* **PAGE TEXT**:

[Start of Attachment]

Budapest has already been the setting for a dystopian film or two – most of Blade Runner 2049 was shot over four months here in 2016 – but with so many eerie, post-industrial ruins around, there’s always room for more. Here are five great suggestions for all you location scouts out there!

1/5

Gellért Hill reservoir

Tall and slender columns, imposing walls, spooky lights and a constant echoing murmur characterise József Gruber’s water reservoir, open for the public to view once a year on World Water Day. Walking through the huge pool space of 40,000 cubic metres feels like a deserted landscape. The graceful columns around which the water flows could even be the petrified stumps of a burned forest, but a world after a nuclear explosion also comes to mind, the creepy feeling accentuated if you come at twilight. At the central hub for Budapest’s water supply, you could easily imagine an end-of-the-world scenario or some scenes from The Matrix.

2/5

Kelenföld Power Plant

This is the building that many consider the pinnacle of Hungarian Art-Deco architecture, especially because of its control room, whose huge glass roof was put together from small pieces. In this space, you can easily imagine that sometime in the 2200s, groups from the underground resistance weave secret plans to reclaim the land and overthrow the repressive system. The association is obviously not a coincidence, as the Kelenföld Power Plant, completed in the 1930s, has appeared in several Sci-Fi films, although typically as the headquarters of the bad guys.

[End of Attachment]

* **WHAT YOU WILL DO**:
1 - Answer these questions from the Budapest locations text, one line each:
(a) Which film was mostly shot in Budapest, and in what year?
(b) On what occasion is the Gellért Hill reservoir open to the public?
(c) In what decade was the Kelenföld Power Plant completed?
2 - Reproduce the part of the Budapest locations text from "Gellért Hill reservoir" up to and including "from The Matrix.".
The records have no connection to the Budapest locations text.

* **RECORDS SHOWN**:
[Start of Attachment]

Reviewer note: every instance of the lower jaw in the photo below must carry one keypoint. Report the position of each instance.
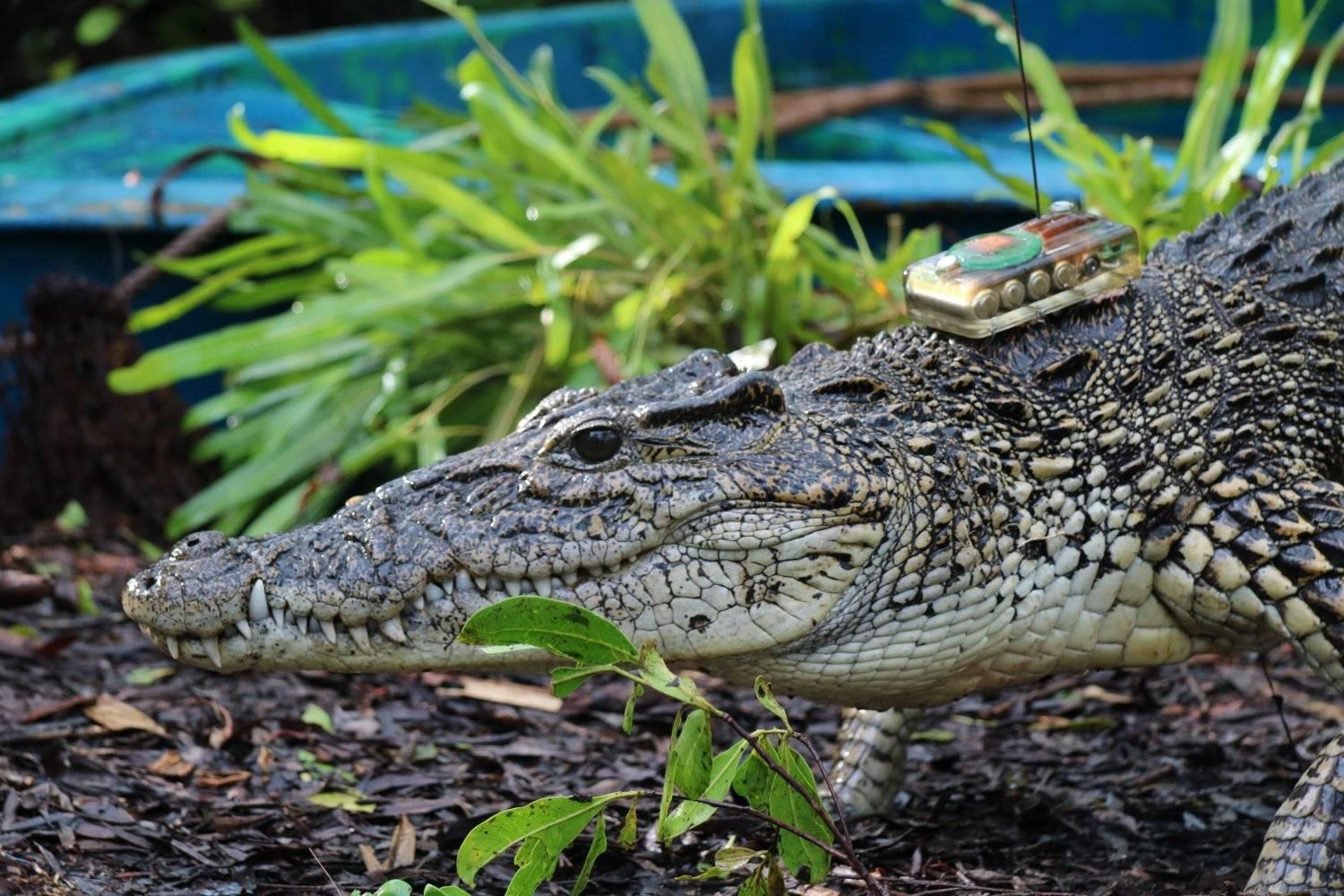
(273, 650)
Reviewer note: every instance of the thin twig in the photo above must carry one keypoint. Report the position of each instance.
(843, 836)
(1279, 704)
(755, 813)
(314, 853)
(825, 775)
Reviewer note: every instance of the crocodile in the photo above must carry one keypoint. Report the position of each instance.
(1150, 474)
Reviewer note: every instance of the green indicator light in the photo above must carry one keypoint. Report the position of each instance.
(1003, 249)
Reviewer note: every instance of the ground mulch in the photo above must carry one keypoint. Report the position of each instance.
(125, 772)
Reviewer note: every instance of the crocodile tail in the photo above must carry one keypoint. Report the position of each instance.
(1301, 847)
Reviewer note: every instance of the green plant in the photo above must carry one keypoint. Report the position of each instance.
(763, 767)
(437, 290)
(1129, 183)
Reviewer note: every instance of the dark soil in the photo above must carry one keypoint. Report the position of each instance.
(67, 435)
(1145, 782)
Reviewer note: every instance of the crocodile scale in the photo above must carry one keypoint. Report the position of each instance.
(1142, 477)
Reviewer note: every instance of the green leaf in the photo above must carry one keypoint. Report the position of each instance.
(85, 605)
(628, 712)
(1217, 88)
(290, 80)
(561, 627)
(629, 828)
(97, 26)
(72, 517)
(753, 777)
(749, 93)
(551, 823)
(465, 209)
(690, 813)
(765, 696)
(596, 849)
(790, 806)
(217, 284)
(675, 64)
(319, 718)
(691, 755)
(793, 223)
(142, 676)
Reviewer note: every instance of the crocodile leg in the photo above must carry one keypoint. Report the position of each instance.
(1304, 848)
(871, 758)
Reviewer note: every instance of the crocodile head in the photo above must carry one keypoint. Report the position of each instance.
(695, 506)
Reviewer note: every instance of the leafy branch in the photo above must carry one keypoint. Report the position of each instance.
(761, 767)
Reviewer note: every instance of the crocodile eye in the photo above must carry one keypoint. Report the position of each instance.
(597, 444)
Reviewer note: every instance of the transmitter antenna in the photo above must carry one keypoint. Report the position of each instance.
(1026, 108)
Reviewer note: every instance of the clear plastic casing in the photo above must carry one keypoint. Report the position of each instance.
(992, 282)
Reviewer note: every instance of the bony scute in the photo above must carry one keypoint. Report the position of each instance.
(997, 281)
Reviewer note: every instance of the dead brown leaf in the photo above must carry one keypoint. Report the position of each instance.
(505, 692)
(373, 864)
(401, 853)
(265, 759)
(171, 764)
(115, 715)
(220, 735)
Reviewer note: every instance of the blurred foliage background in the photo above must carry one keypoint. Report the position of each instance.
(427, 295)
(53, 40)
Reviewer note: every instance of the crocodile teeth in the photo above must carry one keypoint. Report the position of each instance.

[End of Attachment]

* **TASK SOLUTIONS**:
1 -
(a) Blade Runner 2049, in 2016
(b) World Water Day, once a year
(c) The 1930s

2 -
Gellért Hill reservoir

Tall and slender columns, imposing walls, spooky lights and a constant echoing murmur characterise József Gruber’s water reservoir, open for the public to view once a year on World Water Day. Walking through the huge pool space of 40,000 cubic metres feels like a deserted landscape. The graceful columns around which the water flows could even be the petrified stumps of a burned forest, but a world after a nuclear explosion also comes to mind, the creepy feeling accentuated if you come at twilight. At the central hub for Budapest’s water supply, you could easily imagine an end-of-the-world scenario or some scenes from The Matrix.